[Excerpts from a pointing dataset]
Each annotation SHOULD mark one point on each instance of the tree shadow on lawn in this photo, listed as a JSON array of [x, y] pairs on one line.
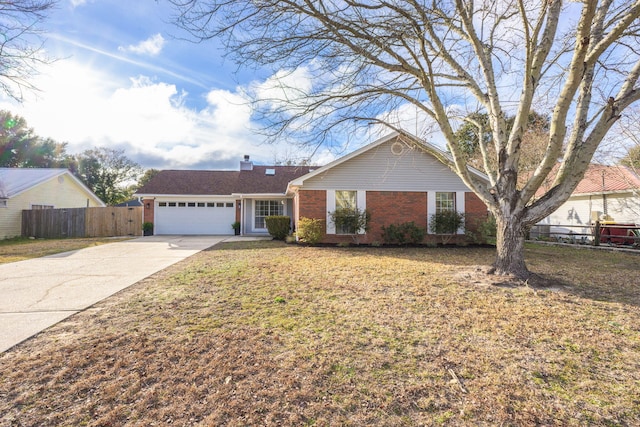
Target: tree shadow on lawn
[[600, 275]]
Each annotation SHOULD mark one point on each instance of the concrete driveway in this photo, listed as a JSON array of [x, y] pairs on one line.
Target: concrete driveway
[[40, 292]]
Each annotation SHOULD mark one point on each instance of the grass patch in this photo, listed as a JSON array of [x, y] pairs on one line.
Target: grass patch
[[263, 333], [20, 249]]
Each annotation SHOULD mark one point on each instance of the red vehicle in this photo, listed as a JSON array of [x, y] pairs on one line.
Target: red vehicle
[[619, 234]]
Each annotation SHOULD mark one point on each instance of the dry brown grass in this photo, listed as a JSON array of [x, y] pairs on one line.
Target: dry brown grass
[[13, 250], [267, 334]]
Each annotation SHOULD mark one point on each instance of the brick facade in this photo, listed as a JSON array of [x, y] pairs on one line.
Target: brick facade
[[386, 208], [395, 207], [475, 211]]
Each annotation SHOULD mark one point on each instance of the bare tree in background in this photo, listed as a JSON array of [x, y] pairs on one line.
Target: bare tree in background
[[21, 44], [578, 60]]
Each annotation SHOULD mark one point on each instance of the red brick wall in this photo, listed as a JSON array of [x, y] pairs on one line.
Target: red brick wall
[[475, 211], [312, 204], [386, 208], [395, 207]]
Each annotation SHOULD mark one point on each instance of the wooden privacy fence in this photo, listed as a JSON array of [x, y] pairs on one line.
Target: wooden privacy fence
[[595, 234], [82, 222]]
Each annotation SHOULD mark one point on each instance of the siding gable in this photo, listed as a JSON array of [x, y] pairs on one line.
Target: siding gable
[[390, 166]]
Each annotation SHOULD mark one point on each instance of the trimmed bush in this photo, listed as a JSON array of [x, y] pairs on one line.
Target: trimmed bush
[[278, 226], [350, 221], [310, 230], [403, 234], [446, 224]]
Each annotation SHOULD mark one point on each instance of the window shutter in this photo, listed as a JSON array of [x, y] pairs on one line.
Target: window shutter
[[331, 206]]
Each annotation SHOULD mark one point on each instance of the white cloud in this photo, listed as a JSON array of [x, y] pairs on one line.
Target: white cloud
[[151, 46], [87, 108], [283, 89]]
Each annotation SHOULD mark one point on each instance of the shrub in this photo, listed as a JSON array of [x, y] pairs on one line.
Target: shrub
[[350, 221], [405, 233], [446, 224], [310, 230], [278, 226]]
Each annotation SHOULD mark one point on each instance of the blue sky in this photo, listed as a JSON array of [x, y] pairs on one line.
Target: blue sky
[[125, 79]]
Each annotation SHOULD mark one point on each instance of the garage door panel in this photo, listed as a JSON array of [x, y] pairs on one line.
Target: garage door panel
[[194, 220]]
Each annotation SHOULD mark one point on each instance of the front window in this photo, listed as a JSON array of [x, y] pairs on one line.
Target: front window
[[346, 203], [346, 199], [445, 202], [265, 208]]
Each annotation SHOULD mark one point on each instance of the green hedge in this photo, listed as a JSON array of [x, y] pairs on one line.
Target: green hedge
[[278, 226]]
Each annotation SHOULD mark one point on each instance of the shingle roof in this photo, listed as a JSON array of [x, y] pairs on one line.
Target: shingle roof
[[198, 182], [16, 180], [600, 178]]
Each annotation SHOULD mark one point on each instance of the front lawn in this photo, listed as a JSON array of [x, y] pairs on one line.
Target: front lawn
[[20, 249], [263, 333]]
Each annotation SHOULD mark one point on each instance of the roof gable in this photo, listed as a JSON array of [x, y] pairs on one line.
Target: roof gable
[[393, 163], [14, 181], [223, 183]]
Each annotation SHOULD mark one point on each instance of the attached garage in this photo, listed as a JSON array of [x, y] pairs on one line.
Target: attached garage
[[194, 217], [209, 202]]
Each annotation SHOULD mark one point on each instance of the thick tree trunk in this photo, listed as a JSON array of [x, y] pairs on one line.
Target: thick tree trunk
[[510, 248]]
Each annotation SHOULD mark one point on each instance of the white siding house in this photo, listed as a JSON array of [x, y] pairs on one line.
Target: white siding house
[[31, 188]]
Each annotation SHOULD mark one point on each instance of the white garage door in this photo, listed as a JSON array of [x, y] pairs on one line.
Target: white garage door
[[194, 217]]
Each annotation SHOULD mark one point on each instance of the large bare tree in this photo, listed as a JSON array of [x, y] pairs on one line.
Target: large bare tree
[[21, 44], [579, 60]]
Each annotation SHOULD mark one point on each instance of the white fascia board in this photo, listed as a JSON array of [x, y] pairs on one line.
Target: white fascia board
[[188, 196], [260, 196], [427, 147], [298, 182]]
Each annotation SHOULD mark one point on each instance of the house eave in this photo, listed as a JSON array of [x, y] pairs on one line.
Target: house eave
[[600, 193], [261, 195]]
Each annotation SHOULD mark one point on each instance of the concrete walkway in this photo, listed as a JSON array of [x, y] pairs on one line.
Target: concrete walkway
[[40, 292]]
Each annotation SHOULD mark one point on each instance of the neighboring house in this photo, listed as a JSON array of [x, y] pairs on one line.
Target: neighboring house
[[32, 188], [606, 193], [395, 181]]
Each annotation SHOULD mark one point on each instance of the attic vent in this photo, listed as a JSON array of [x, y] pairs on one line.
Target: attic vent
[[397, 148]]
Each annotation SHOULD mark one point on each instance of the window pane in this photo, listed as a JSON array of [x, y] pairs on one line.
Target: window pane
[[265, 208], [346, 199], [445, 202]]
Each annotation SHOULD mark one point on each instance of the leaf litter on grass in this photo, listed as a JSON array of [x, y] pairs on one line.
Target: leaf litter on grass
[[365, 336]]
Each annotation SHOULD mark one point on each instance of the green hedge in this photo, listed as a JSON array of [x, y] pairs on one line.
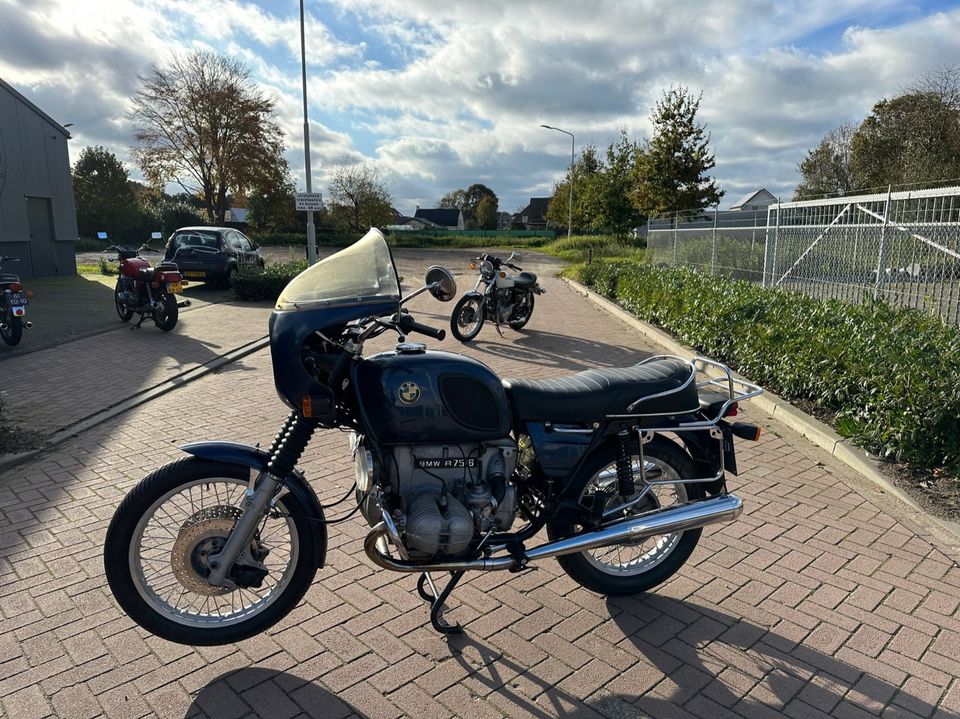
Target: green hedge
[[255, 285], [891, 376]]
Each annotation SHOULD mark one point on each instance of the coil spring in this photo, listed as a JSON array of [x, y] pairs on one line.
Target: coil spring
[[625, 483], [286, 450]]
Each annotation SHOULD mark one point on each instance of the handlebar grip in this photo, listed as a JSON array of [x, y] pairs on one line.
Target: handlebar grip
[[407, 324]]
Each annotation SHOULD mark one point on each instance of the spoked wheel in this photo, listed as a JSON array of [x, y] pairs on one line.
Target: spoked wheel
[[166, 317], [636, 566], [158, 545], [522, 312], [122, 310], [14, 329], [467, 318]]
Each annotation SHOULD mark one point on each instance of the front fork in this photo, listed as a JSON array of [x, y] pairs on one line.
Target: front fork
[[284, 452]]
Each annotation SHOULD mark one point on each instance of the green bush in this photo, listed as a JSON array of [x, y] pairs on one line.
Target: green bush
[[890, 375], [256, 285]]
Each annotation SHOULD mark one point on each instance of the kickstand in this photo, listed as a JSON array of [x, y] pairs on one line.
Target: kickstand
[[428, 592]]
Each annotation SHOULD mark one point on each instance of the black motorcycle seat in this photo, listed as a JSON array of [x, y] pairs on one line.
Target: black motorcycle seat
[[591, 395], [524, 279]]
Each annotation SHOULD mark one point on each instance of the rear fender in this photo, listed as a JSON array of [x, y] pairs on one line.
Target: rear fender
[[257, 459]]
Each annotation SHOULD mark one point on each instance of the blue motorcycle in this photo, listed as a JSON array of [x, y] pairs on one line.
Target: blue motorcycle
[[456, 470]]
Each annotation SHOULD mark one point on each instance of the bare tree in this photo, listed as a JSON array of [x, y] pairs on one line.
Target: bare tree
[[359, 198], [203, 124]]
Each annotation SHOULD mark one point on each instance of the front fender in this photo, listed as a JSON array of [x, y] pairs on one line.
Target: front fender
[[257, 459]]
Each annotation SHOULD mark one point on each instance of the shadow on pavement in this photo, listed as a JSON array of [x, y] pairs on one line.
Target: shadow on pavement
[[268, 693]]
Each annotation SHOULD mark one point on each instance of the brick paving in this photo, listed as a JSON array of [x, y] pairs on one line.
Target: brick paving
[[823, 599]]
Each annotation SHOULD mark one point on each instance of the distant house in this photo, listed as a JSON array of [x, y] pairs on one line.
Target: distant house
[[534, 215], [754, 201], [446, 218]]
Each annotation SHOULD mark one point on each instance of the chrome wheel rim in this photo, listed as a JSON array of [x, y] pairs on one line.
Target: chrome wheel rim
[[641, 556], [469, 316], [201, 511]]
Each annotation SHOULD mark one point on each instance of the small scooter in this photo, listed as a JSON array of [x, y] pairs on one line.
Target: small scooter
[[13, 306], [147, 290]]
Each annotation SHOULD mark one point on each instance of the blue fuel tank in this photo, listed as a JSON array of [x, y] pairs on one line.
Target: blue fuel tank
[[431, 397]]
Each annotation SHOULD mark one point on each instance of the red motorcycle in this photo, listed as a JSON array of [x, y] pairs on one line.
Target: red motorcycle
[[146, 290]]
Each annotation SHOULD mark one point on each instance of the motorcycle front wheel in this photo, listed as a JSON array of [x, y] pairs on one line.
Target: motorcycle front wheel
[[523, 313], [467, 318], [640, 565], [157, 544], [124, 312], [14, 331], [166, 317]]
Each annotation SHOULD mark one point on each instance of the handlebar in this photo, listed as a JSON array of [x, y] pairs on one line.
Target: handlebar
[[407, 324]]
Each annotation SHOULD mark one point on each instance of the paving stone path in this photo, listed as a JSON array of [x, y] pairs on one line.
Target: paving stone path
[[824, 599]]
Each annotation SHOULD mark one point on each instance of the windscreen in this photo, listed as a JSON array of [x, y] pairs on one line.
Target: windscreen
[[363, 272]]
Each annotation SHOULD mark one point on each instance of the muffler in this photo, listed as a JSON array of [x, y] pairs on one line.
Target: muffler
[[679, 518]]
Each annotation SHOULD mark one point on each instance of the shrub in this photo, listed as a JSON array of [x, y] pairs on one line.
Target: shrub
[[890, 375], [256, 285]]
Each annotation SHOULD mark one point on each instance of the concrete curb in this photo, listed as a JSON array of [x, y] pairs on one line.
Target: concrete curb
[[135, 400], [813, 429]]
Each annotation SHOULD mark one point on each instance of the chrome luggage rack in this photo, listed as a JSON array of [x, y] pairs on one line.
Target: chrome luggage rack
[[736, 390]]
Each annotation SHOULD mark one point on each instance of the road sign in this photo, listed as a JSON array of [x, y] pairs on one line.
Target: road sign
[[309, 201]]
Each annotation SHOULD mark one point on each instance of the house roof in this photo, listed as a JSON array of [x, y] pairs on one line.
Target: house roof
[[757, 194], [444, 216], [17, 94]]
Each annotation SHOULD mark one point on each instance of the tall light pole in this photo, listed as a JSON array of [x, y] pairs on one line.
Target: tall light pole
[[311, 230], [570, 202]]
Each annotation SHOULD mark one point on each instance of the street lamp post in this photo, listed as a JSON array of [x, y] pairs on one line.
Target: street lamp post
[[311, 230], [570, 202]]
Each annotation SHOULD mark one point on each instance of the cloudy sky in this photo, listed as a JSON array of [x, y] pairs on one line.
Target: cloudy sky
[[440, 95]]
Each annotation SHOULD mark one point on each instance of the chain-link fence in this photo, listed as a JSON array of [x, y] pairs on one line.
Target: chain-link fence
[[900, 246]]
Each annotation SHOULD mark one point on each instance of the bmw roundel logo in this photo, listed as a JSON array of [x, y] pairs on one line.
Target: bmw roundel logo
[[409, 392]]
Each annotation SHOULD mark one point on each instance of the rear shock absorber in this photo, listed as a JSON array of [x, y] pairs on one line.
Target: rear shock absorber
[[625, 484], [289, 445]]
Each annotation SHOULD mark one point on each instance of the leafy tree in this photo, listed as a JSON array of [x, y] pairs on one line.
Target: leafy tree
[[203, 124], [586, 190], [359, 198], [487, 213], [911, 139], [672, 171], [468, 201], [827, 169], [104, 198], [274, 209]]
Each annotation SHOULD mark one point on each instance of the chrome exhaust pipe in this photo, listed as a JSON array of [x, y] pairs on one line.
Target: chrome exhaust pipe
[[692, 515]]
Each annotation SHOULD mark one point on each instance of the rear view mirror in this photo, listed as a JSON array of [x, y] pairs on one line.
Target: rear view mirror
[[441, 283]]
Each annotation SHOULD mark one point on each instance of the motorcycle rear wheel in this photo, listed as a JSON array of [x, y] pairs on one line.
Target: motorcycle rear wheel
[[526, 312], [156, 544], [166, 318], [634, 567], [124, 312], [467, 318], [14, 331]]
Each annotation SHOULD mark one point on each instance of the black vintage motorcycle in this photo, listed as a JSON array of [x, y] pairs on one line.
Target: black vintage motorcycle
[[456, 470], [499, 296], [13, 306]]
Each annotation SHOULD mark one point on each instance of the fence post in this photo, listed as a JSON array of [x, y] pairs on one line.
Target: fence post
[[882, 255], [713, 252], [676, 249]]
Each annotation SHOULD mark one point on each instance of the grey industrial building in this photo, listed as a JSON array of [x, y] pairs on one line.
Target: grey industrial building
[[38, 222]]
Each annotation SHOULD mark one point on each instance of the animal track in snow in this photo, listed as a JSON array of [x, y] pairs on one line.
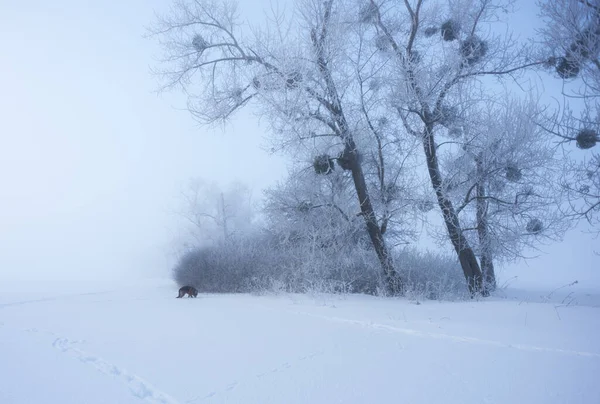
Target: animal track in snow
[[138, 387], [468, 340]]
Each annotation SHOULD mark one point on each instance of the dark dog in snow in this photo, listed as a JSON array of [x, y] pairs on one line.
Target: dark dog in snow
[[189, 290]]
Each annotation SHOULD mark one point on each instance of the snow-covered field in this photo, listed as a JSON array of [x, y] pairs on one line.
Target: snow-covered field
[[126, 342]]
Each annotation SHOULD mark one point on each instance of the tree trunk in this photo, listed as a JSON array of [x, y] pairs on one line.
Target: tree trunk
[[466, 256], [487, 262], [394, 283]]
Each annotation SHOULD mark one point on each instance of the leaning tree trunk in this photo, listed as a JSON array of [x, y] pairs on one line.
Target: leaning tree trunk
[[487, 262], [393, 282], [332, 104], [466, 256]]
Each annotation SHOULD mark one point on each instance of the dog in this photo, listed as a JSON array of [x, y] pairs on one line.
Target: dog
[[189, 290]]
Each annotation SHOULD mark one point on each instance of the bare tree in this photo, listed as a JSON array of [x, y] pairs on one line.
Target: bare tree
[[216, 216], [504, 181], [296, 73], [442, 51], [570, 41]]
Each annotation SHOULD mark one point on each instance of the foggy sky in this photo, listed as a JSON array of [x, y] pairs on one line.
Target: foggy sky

■ **Task description**: Rewrite everything from the top of the listing down to the line containing "[[595, 234], [82, 222]]" as a numbered list, with both ends included and blank lines dropped. Leave the pictures out.

■ **Problem solution**:
1. Each annotation SHOULD mark one point on each instance of the tree shadow on lawn in this photo, listed as a JSON array of [x, y] pairs on one line.
2. Target: tree shadow on lawn
3. [[600, 275]]
4. Each annotation SHOULD mark one point on each instance of the concrete driveway in this photo, listed as a JSON array of [x, y] pairs on one line.
5. Target: concrete driveway
6. [[40, 292]]
7. Each annotation SHOULD mark one point on each instance of the grass patch in this photo, listed as a JSON array of [x, y] pairs on one line.
8. Target: grass patch
9. [[263, 333], [20, 249]]
10. Each annotation SHOULD mark one point on each instance of the red vehicle in this photo, listed as a JSON array of [x, y] pairs on one line.
11. Target: red vehicle
12. [[619, 234]]
13. Each annotation SHOULD mark one point on each instance of the dry brown grass in this photo, listed as a JSON array of [x, y] pairs on one line.
14. Target: dry brown grass
15. [[13, 250], [267, 334]]
16. Each annotation SHOULD mark one point on each instance of the brick facade in this photo, listed as a JSON array of [x, y] pairs on one line.
17. Target: brick facade
18. [[386, 208], [395, 207], [475, 211]]
19. Each annotation SHOULD mark one point on each instance of the bare tree in background in this photo, listed as a JSON array of [x, y] pairs on one line.
20. Target: bare tree in background
21. [[21, 44], [578, 60]]
22. Each annotation SHOULD mark one point on each instance of the red brick wall in this photo, listed as a JSON array of [x, y] pairs on one line.
23. Target: red brick wall
24. [[475, 211], [312, 204], [386, 208], [395, 207]]
25. Each annotation SHOULD mark one point on each instance of the wooden privacy fence in this photo, listed as a JSON array of [x, y] pairs on one line.
26. Target: wooden privacy fence
27. [[595, 234], [82, 222]]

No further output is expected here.